-- start of PROVIDED ENTRIES --
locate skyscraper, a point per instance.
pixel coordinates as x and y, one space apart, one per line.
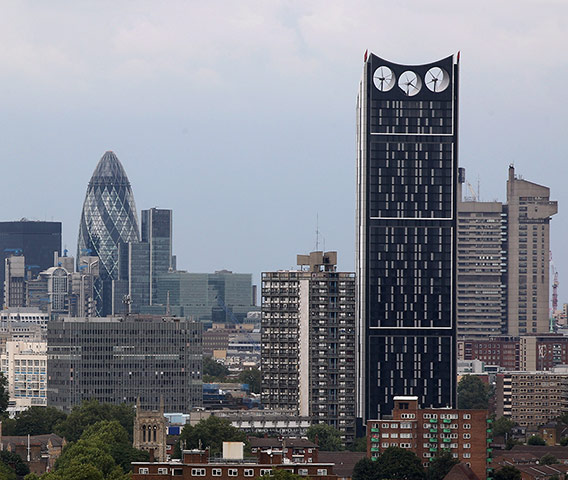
121 360
407 133
528 246
36 241
482 267
108 218
308 342
157 232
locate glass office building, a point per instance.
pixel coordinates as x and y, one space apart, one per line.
35 241
108 218
407 133
157 232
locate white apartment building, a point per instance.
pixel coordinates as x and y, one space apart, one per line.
24 364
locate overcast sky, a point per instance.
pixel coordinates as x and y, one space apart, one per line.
240 115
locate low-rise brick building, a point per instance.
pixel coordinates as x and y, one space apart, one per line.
196 465
427 432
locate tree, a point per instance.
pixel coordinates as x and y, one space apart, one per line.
211 432
536 440
399 464
507 473
4 394
441 466
548 459
91 412
252 378
7 473
328 438
15 462
503 427
280 474
34 421
213 368
365 469
472 393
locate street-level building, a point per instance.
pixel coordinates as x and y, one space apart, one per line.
428 432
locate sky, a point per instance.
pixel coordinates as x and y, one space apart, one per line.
240 116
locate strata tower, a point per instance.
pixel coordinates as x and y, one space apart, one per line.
108 218
406 234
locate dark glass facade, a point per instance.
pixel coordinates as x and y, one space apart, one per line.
406 234
108 218
157 232
36 241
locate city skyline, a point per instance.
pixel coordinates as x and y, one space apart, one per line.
114 97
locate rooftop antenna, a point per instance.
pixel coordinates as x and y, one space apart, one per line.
317 232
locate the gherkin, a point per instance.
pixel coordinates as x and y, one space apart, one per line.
108 218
-- end of PROVIDED ENTRIES --
:: WORK REQUIRED ::
Write out the records again, starting at the line that contains "locate glass office" and ending at their final line, with both of those lines and everything between them included. Move every point by adding 30 to both its x and y coordinates.

:: THE REPLY ::
locate glass office building, a point per instance.
pixel coordinates as x and y, one space apart, one per line.
65 271
138 248
437 163
187 262
locate white apartment building, a point per instance.
pixel coordinates as x and y, one space apart, one per line.
54 394
locate overcast sky, a point per instance.
pixel coordinates as x and y, one space apart, one per line.
270 145
locate low-rise brick building, a point per instance.
pixel coordinates as x and y, one space apart, one per line.
226 495
457 462
locate tree, a point per instance.
pixel coordinates as x and y, one space apart, one per line.
241 462
566 470
429 494
537 503
34 424
471 496
578 489
121 442
282 408
37 503
358 468
45 492
533 457
310 504
64 451
243 398
395 499
502 423
locate street-level building, a point per instance.
pixel coordinates as x and y, one space apart, one per line.
458 462
locate sky, a point per instance.
pixel coordinates as x and y, one space apart, one per line.
270 146
locate strata tower, a point per instance.
pixel coordinates as x and y, one space apart, one per line.
138 248
436 264
locate dark glass facade, a point per instance.
pixel coordinates as x and y, one space apart, one per line.
436 264
138 248
187 262
66 271
locate city skyline, a point per instance.
pixel coordinates as x and y, one space apart, one per line.
144 127
locate rooftop antenna, a point per instance.
pixel coordinates as x and y, one space apart, one per line.
347 262
locate the gherkin, a point per instance.
pixel coordinates as x and y, one space apart, one per line.
138 248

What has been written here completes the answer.